“Chamo-me Telma. Tenho cancro. Sou Advogada há 15 anos, numa pequena cidade do interior. Devido à doença, há quase um ano que não consigo trabalhar. Perdi a maior parte dos meus clientes, do meu ganha-pão. Não recebo qualquer subsídio por me encontrar de baixa, apesar de ter trabalhado sempre nos últimos 15 anos. Todos os meses tenho de pagar mais de 200,00€ para a Caixa de Previdência dos Advogados e Solicitadores (CPAS). A mesma Caixa de Previdência que não me atribui qualquer subsídio ou ajuda quando estou doente, exige-me que pague 243,60€ por mês para por mês para assegurar a minha reforma. Reforma que provavelmente nem chegarei a receber!”

Este trecho, verídico, consta de uma carta que dois advogados, José Pedro Moreira e Vasco Moutinho redigiram, em nome de milhares e em cujos signatários consta, entre muitos outros, o meu nome. Assinei-a, agradecendo o esforço de ambos na reacção ao actual estado da Caixa de Previdência dos Advogados e Solicitadores.

Embora tal não seja assumido publicamente, a nossa classe, outrora tida como constituída por pessoas abastadas, está repleta de exemplos destes, aos quais os órgãos eleitos respondem, quando não com sobranceria, com a mais total indiferença. Não é suposto, presumo eu, assumir-se que grande parte dos advogados se vê aflito para pagar as contas e que devemos ser a classe mais desprotegida em termos de doença.

LINHAS EXTRAÍDAS ▸
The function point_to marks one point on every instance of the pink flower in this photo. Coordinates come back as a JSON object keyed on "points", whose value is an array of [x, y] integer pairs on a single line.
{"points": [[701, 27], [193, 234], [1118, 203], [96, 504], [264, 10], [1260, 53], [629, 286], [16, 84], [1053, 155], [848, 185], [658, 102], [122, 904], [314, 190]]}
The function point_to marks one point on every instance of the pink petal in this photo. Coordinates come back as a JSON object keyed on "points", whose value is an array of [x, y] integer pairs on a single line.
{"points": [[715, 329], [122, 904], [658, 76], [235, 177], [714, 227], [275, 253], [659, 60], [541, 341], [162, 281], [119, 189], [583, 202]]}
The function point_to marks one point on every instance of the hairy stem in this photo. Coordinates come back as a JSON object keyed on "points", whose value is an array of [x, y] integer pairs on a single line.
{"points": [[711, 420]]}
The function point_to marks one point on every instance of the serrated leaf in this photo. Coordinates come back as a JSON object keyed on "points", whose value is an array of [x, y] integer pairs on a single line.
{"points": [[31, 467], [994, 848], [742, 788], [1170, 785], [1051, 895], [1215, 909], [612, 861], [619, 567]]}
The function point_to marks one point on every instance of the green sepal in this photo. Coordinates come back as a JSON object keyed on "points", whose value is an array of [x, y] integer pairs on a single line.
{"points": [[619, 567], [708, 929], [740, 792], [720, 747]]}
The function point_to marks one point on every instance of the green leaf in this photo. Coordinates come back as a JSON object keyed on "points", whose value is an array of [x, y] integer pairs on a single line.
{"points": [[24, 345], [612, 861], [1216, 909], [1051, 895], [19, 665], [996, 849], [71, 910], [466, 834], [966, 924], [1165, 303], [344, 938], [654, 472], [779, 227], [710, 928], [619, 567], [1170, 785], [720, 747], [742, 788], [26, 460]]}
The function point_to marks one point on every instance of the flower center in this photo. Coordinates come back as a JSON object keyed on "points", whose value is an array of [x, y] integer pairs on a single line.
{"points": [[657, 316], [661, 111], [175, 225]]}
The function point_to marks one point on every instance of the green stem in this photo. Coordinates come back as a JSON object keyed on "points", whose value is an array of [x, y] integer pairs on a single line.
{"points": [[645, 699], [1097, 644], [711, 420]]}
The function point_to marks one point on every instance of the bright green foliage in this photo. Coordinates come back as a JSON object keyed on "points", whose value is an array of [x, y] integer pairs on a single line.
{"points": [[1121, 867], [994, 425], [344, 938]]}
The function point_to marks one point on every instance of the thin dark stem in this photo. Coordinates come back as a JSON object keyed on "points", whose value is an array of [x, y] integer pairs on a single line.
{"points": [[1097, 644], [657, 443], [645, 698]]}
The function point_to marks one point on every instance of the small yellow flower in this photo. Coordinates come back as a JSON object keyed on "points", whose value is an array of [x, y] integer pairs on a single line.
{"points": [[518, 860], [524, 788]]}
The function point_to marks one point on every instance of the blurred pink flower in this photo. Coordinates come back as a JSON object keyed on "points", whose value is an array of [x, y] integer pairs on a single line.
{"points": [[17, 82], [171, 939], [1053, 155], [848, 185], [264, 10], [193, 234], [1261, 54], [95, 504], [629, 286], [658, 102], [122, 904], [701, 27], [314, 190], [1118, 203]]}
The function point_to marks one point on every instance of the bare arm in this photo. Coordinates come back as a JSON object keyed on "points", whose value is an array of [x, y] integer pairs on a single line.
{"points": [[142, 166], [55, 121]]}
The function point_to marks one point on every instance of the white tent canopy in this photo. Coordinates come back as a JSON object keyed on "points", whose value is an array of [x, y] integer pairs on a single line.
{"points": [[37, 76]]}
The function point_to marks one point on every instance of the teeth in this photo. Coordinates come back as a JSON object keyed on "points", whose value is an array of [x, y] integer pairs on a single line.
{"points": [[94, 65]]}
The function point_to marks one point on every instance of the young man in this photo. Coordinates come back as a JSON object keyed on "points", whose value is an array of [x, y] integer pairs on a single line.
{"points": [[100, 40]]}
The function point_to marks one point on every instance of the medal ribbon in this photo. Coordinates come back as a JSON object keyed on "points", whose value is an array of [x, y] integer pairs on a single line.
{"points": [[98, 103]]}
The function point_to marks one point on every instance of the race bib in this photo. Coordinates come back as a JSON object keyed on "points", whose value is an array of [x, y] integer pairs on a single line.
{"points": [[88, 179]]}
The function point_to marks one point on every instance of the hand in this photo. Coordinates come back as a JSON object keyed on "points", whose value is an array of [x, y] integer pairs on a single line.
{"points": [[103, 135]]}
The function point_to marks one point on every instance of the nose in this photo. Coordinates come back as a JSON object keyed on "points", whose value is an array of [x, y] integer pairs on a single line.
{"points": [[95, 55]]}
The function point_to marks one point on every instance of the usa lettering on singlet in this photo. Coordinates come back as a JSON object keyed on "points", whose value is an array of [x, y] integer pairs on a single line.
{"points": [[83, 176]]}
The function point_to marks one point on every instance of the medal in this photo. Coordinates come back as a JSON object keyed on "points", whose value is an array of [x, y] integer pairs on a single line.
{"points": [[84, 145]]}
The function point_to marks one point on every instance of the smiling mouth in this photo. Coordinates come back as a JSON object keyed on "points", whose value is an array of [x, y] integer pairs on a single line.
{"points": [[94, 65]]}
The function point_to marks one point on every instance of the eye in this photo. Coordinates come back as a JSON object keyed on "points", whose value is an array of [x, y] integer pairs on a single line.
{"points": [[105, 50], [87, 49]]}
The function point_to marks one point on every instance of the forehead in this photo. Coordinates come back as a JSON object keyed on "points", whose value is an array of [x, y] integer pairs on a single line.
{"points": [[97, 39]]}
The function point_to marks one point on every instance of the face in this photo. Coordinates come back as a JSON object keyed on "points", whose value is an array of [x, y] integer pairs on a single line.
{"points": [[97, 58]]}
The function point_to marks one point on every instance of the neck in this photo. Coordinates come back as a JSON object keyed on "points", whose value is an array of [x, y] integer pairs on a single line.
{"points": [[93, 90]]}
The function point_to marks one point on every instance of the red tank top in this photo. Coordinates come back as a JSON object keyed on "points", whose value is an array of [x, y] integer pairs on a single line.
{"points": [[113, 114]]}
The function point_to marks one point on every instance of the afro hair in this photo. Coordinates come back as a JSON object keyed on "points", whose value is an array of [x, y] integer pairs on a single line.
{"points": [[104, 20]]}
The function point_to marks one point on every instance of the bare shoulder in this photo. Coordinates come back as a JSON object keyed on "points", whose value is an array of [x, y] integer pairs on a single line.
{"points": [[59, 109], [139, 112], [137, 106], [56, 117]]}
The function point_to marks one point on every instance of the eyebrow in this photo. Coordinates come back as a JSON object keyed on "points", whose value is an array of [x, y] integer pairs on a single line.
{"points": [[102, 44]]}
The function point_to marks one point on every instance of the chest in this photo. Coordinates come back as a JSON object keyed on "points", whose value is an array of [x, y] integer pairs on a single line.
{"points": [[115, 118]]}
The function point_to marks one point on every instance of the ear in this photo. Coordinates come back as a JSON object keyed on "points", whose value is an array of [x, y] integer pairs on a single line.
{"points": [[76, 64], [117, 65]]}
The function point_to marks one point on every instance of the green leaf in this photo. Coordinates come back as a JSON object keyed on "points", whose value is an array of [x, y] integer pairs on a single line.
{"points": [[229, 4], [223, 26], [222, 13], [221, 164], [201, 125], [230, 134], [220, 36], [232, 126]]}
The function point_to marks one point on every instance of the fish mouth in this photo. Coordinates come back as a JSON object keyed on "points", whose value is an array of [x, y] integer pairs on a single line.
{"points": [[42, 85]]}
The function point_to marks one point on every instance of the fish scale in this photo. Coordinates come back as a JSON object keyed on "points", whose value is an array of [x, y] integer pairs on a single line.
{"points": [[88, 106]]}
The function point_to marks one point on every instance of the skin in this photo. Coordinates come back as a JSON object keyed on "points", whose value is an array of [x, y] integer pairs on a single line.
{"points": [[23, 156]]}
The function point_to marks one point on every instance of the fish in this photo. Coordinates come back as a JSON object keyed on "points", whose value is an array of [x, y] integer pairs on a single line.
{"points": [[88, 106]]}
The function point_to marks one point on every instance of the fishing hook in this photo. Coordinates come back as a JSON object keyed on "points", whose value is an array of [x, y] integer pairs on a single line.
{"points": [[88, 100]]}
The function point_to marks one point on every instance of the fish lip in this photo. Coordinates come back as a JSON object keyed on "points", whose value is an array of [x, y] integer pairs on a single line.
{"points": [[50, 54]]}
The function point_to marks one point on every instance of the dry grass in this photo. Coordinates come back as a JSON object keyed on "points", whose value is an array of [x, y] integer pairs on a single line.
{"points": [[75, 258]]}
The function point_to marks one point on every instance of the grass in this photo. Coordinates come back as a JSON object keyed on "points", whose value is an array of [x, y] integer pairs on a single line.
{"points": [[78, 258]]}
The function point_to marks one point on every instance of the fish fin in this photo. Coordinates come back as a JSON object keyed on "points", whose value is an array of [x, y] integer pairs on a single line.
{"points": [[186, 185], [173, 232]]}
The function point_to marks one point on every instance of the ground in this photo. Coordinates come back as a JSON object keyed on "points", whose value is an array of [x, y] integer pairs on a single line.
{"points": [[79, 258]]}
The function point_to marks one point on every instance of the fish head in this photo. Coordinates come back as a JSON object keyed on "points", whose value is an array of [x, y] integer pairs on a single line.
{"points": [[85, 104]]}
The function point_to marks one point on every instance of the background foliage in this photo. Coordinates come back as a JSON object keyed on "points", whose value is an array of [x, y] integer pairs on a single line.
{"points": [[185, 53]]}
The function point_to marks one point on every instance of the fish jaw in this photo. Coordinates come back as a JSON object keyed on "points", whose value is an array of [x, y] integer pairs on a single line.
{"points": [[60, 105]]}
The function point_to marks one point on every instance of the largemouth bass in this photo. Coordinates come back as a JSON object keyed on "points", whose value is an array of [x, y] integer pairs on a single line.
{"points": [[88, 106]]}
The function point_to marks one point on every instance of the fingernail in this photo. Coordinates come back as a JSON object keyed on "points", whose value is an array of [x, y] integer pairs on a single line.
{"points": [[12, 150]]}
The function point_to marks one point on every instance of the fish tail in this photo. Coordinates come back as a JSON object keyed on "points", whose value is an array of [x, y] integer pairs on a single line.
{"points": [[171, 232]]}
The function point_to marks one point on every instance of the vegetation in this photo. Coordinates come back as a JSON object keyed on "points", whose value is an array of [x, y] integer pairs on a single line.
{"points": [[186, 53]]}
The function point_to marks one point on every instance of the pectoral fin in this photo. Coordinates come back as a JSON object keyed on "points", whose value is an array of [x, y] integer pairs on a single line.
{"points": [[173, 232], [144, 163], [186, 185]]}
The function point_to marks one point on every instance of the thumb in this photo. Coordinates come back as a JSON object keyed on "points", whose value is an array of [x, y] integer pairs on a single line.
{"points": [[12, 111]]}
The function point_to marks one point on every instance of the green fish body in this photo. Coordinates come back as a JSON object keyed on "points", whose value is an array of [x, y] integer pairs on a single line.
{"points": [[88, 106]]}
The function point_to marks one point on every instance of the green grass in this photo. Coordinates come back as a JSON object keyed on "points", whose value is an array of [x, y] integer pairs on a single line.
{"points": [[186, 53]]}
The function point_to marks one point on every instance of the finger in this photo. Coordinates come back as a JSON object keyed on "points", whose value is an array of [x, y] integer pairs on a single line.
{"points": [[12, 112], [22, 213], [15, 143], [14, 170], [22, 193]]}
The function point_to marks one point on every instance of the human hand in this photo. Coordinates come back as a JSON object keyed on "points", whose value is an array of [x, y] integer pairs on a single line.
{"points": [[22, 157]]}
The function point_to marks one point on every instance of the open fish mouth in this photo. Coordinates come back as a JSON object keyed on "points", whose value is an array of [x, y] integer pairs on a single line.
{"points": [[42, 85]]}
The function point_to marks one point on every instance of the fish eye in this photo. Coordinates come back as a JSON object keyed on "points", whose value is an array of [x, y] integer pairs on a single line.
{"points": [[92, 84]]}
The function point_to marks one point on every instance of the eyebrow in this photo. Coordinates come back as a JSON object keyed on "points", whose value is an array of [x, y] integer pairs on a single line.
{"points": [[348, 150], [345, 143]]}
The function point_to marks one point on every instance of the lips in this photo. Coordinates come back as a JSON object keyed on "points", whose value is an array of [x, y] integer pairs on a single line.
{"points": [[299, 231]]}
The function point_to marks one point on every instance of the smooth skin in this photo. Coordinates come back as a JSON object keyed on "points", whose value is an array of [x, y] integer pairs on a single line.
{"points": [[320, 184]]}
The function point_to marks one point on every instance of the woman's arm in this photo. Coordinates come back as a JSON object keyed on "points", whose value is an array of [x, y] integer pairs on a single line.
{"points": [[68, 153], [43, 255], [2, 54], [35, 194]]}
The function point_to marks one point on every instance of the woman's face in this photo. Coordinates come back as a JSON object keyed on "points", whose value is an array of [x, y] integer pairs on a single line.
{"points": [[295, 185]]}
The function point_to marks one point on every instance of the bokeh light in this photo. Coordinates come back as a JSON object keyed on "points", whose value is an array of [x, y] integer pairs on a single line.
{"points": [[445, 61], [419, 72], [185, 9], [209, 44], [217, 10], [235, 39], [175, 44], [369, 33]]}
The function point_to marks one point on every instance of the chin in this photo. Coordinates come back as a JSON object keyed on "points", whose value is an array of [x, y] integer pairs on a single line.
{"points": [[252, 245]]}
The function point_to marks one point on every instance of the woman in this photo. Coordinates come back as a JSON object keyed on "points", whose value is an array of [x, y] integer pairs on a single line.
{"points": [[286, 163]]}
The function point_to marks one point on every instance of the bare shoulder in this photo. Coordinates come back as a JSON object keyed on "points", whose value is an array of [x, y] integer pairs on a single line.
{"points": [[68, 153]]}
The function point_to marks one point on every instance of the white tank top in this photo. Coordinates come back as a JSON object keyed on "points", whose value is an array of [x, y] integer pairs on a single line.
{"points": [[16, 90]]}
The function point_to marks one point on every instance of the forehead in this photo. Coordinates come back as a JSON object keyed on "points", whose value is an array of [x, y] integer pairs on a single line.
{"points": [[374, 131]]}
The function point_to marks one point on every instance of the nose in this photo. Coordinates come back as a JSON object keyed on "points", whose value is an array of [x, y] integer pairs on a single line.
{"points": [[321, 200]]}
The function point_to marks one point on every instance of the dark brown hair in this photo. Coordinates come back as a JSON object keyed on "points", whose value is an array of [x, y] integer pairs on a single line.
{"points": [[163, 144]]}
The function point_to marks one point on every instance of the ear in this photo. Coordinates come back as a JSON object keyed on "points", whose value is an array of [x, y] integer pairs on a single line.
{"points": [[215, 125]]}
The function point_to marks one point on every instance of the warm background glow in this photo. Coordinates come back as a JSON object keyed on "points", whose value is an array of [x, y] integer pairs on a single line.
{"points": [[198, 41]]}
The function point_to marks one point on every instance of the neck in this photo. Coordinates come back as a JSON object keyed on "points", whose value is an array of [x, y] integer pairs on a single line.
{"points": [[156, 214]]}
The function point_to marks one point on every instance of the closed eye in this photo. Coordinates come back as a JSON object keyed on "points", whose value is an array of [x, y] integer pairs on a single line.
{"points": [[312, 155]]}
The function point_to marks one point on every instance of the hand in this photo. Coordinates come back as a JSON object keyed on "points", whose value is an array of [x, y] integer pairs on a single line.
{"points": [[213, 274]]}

USANDO AS INFORMAÇÕES ▸
- a) Segundo o texto sobre a Caixa de Previdência dos Advogados e Solicitadores, quem redigiu a carta da qual consta o relato de Telma?
- b) Retome, por favor, o texto sobre a Caixa de Previdência dos Advogados e Solicitadores a partir da última frase apresentada.

RESULTADOS DAS TAREFAS ▸
- a) Os advogados José Pedro Moreira e Vasco Moutinho.

- b)
Ao invés, o que se parece visar é manter uma imagem tão falsa quanto redutora, principalmente se isso servir para deixar uns para trás e dividir o que há entre os mesmos de sempre. E, também com esse desiderato, a CPAS tornou-se, assim, na única instituição que pretende ver os seus associados mortos o mais rapidamente possível.

Enquanto os casos se acumulam e são varridos para debaixo de um gigante tapete feito de um silêncio ensurdecedor, a direcção eleita manda-nos (e o verbo está correctamente empregue) ter confiança no futuro. Um futuro que, tanto quanto percebo do que fica subentendido nos discursos apoteóticos feitos nas AG’s, está reservado aos que, como eu, conseguem ir pagando as contribuições, ainda que, pelo caminho, fiquem todos os demais, mesmo que doentes e incapacitados.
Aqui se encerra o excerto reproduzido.